> _GIVEN INSTRUCTION_: Write out every line of the material below without alteration, omitting the pictures.

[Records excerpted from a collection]
----------

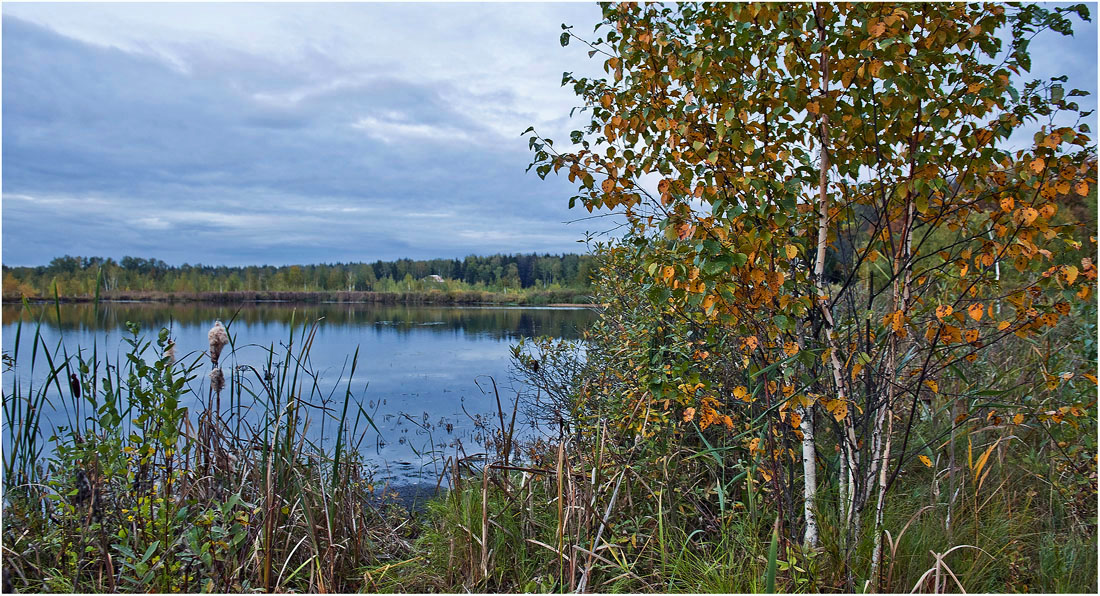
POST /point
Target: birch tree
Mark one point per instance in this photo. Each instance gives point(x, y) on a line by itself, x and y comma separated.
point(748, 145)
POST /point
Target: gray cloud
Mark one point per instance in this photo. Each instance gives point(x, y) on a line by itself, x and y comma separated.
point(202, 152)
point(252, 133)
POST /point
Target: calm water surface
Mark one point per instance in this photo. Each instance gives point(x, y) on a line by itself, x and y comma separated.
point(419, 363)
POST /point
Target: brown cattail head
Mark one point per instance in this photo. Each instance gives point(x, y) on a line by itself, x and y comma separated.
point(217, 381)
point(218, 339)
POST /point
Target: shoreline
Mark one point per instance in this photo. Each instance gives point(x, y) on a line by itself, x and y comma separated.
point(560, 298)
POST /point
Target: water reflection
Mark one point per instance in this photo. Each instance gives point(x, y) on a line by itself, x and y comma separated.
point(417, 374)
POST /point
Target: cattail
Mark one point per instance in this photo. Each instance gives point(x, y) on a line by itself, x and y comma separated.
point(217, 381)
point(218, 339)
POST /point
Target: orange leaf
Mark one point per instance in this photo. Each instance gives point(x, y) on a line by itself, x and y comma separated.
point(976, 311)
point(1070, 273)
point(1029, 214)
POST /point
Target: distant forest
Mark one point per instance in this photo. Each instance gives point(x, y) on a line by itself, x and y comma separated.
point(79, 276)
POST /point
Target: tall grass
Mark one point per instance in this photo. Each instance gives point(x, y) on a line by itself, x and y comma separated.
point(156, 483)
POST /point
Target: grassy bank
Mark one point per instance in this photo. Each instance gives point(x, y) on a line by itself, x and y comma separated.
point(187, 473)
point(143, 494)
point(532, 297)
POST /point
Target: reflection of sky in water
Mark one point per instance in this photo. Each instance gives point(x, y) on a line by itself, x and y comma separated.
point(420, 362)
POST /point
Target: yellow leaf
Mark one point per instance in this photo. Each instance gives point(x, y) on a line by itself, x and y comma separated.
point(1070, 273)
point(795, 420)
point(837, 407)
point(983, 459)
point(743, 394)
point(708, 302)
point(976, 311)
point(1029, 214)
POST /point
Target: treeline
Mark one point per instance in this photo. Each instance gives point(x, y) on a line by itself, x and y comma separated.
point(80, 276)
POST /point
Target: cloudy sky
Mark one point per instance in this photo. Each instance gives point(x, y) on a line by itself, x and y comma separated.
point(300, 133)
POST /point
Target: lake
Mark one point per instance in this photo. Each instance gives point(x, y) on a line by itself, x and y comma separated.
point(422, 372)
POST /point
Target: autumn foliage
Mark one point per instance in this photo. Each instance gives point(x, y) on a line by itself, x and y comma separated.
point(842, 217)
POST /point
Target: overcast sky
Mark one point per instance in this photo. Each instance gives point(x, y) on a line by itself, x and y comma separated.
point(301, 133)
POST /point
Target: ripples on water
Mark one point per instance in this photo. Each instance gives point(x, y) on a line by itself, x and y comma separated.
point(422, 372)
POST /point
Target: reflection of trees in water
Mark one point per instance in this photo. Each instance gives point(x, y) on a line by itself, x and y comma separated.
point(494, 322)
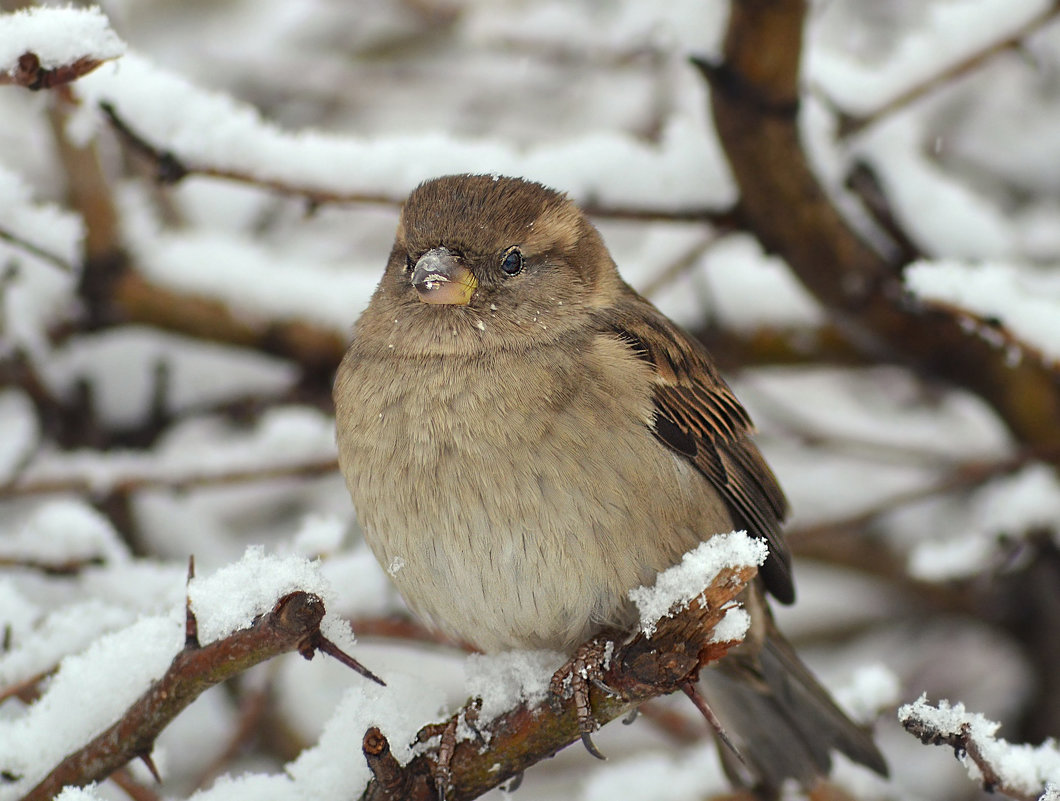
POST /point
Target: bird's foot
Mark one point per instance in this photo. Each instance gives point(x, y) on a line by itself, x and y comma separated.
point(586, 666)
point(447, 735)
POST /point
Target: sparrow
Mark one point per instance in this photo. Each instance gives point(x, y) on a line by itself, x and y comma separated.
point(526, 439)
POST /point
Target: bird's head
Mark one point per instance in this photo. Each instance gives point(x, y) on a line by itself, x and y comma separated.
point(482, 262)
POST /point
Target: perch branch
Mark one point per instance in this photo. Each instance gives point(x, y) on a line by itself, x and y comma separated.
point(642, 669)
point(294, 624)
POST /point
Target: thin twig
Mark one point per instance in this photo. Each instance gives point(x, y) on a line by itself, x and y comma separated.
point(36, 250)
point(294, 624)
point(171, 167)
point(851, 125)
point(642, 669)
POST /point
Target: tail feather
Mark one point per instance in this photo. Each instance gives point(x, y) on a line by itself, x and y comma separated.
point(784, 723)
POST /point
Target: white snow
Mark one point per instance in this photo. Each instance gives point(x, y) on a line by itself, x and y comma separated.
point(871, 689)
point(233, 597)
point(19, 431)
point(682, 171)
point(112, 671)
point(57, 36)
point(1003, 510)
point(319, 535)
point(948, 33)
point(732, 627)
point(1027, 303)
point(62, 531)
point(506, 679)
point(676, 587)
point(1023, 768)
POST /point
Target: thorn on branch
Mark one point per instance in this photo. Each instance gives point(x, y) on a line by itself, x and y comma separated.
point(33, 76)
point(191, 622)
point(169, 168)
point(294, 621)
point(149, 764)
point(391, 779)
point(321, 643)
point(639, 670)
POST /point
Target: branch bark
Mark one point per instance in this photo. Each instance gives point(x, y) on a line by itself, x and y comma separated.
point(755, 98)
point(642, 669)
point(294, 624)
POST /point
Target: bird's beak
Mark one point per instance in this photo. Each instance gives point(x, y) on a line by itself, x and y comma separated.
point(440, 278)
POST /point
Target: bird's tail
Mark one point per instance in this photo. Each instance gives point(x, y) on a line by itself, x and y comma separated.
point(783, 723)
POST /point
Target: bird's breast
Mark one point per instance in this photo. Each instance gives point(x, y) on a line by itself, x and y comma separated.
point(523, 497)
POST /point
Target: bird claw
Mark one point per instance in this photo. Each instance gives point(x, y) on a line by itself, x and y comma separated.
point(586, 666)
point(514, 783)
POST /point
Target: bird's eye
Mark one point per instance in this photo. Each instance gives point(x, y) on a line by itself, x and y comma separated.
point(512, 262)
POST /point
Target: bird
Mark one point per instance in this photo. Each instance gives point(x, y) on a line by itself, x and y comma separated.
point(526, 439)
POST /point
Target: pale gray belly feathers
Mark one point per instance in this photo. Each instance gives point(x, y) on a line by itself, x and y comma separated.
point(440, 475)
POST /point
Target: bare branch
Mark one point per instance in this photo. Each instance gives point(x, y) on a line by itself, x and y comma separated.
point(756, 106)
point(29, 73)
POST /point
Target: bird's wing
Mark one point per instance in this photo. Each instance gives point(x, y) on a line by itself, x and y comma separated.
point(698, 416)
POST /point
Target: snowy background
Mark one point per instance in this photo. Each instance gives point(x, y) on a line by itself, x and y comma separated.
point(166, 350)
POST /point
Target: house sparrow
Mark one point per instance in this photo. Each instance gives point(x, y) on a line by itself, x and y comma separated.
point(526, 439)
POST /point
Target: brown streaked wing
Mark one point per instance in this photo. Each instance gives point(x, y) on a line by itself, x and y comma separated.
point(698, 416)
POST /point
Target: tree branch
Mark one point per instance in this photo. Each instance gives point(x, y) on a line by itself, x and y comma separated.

----------

> _EXERCISE RESPONSE_:
POST /point
Target: birch tree
Mark one point per instance in this photo. Each instance gives point(x, y) on a line by itself, x and y comma separated.
point(748, 145)
POST /point
Target: gray cloud
Mark one point per instance in this photo. Each instance gives point(x, y) on a line by itself, x and y comma separated.
point(202, 152)
point(252, 133)
POST /point
Target: calm water surface
Mark one point per instance in this photo. Each instance gives point(x, y) on a line by itself, x and y comma separated.
point(419, 363)
POST /point
Target: brown cattail head
Mark one point per instance in this photo. Each instance gives point(x, y) on a line by itself, x and y comma separated.
point(217, 381)
point(218, 339)
POST /point
Target: shoreline
Mark one point per instance in this photo. Each instance gives point(x, y) on a line by itself, x and y comma separated.
point(560, 298)
POST /point
Target: water reflection
Mark one point per instance in this photo. Each instance gives point(x, y) on a line by itself, x and y comma separated.
point(417, 374)
POST /point
Target: cattail
Mark one point per instance in this photo. Each instance gives point(x, y) on a line by itself, x and y comma separated.
point(217, 381)
point(218, 339)
POST /point
Target: orange leaf
Mark one point per instance in this photo. Each instance gives point(x, y) on a line by itself, x and y comma separated.
point(976, 311)
point(1070, 273)
point(1029, 214)
POST /point
Target: distant forest
Mark one point per instance in this photo. Each instance gives point(x, y) on a line by itself, x and y comma separated.
point(79, 276)
POST /point
Target: tall grass
Mark one point per instance in this photo. Each instance gives point(x, y) on a line by itself, x and y comma separated.
point(156, 483)
POST /point
Target: grassy bank
Mark one point per instance in this photo. Each instance gives point(x, y) on a line by itself, x and y comma separated.
point(187, 473)
point(143, 494)
point(532, 297)
POST /point
Target: reflection of sky in water
Mark one point per instance in this photo. Each instance gives point(x, y) on a line by itself, x and y comma separated.
point(420, 362)
POST /point
Target: yellow leaf
Mark one point per instance in this photo. Each instance gives point(x, y) on a line by itself, x and y comma separated.
point(1070, 273)
point(795, 420)
point(837, 407)
point(983, 459)
point(743, 394)
point(708, 302)
point(976, 311)
point(1029, 214)
POST /point
Target: treeline
Mark one point per instance in this photo. Each instance gives point(x, y) on a line by itself, x and y comma separated.
point(80, 276)
POST /point
Target: cloudy sky
Mark one point per instance in this photo. Each instance gives point(x, y) on a line by itself, x and y comma separated.
point(300, 133)
POST /point
Target: lake
Mark one point per instance in this photo. Each instance gives point(x, y) on a line by itself, x and y comma separated.
point(422, 372)
POST /point
Target: autumn foliage
Mark one point per instance in this photo. Each instance gives point(x, y) on a line by itself, x and y comma separated.
point(842, 217)
POST /point
Target: overcast sky
Mark one point per instance in this photo. Each instance gives point(x, y) on a line by itself, x and y comma separated.
point(301, 133)
POST /point
Target: ripples on water
Mark one point per instance in this photo. Each instance gives point(x, y) on a line by itself, x and y comma separated.
point(422, 372)
POST /point
Target: reflection of trees in water
Mark one point per instance in this photo. Each instance gives point(x, y) on a line by itself, x and y comma separated.
point(494, 322)
POST /point
Target: bird's foot
Mark one point per instance in this photo. Each instance gives point(x, y) on a line by itself, x and y comma separated.
point(586, 666)
point(447, 735)
POST /point
Target: sparrow
Mark one point per instance in this photo. Each instance gives point(x, y) on a line by itself, x and y comma separated.
point(526, 439)
POST /point
Target: bird's head
Mark one point per instance in this photo. Each instance gives point(x, y) on a line by itself, x and y comma separated.
point(482, 262)
POST /point
Target: perch branch
Mark one point per instance in this photo. Each instance gives point(x, y) on a line by itself, x and y comma separated.
point(642, 669)
point(294, 624)
POST /point
Target: thin twig
Mark one point per instance in this photo. Each instance gives point(x, y) on a line by itself, x and y comma separated.
point(36, 250)
point(294, 624)
point(171, 167)
point(851, 125)
point(642, 669)
POST /point
Target: tail feather
Mark one point per instance in this photo. Each instance gives point(x, y) on a line by itself, x and y comma separated.
point(784, 723)
POST /point
Target: white snow
Mark one point per instance in this photo. Each instance gives point(x, y) on a line by itself, x and y comma separated.
point(871, 689)
point(233, 597)
point(19, 431)
point(682, 171)
point(112, 671)
point(57, 36)
point(1003, 510)
point(319, 535)
point(948, 33)
point(732, 627)
point(1027, 303)
point(62, 531)
point(506, 679)
point(676, 587)
point(1023, 768)
POST /point
Target: thorn on branch
Mark one point per instance in this photo. Each instance gives point(x, y) on a line by itself, x and y comma separated.
point(33, 76)
point(191, 622)
point(169, 168)
point(294, 621)
point(149, 764)
point(391, 779)
point(321, 643)
point(639, 670)
POST /point
Target: branch bark
Mark one point per instance in this photo. Each instance gives point(x, y) on a line by itself, x and y comma separated.
point(755, 98)
point(642, 669)
point(294, 624)
POST /point
Target: bird's beak
Mark one point per instance in this photo. Each instance gives point(x, y) on a line by itself, x and y comma separated.
point(440, 278)
POST /point
Target: bird's tail
Mark one point per instance in this photo. Each instance gives point(x, y) on a line by itself, x and y comma separated.
point(783, 723)
POST /point
Target: bird's breast
Mark one point per instance in this photo. Each instance gives point(x, y) on a line by itself, x and y comma separated.
point(523, 497)
POST /point
Target: bird claw
Mark one point per instance in this photo. Each instance gives point(x, y) on a line by itself, x and y comma separated.
point(586, 666)
point(514, 783)
POST /point
Target: bird's eye
Mark one point per instance in this photo. Each instance gives point(x, y) on a line by itself, x and y comma separated.
point(512, 262)
POST /point
Target: bird
Mark one point per instance in this photo. Each instance gives point(x, y) on a line by itself, x and y comma separated.
point(526, 439)
POST /point
Target: pale gray belly feathers
Mark one point per instance in this photo. Each instance gives point(x, y) on a line by itself, x and y comma separated.
point(440, 475)
POST /point
Target: bare branch
Mark one point per instance in this photo. Each instance gives point(x, y) on a line by itself, x and y comma separated.
point(756, 106)
point(29, 73)
POST /point
Target: bird's wing
Mark one point per instance in this photo. Each instance gives point(x, y) on a line by itself, x and y comma separated.
point(698, 416)
POST /point
Target: snowy background
Mark one point per instance in this photo. Each instance gives point(x, y) on a line by itself, x and y comma separated.
point(166, 350)
POST /point
Target: house sparrow
Mark one point per instance in this photo. Each instance gives point(x, y) on a line by itself, x and y comma separated.
point(526, 439)
POST /point
Target: brown streaked wing
Mark one point per instance in this photo. Each instance gives point(x, y) on a line by itself, x and y comma separated.
point(698, 416)
POST /point
Target: tree branch
Mark one point per instance in this photo. Each instance gives point(x, y) on a line by itself, x and y comma separated.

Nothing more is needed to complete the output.